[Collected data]

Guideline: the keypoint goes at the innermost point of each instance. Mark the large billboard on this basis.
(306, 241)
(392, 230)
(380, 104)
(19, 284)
---
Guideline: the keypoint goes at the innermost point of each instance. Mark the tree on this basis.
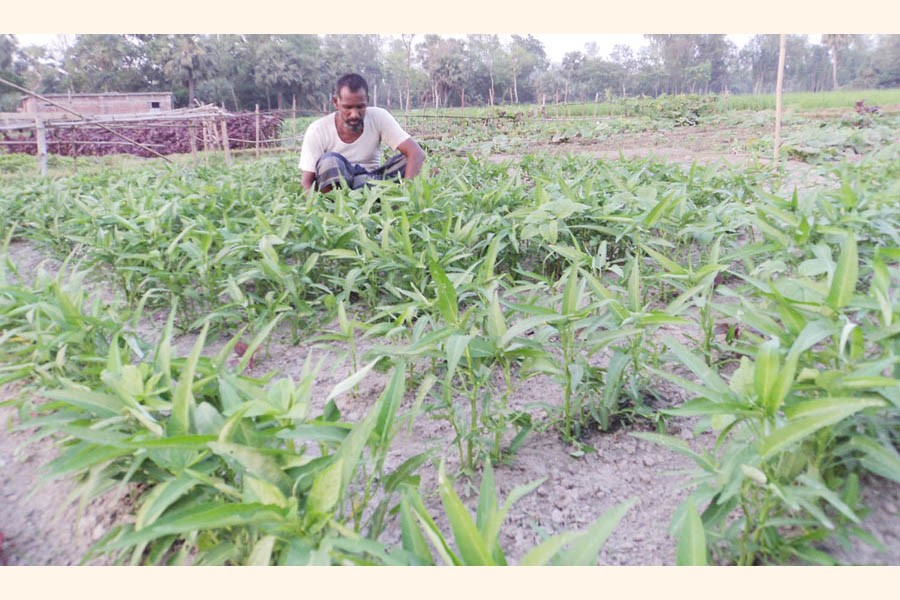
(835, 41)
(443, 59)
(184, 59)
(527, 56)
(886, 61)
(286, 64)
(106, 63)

[What you should do] Select and copy each line of the records containing the string "instance", matching case exactly.

[Final result]
Guideline: the keypoint goes at the innermost point of each instance. Mark the large billboard on this basis.
Guideline: the keypoint goes at the innermost point of each instance. Mark the tree on this basis.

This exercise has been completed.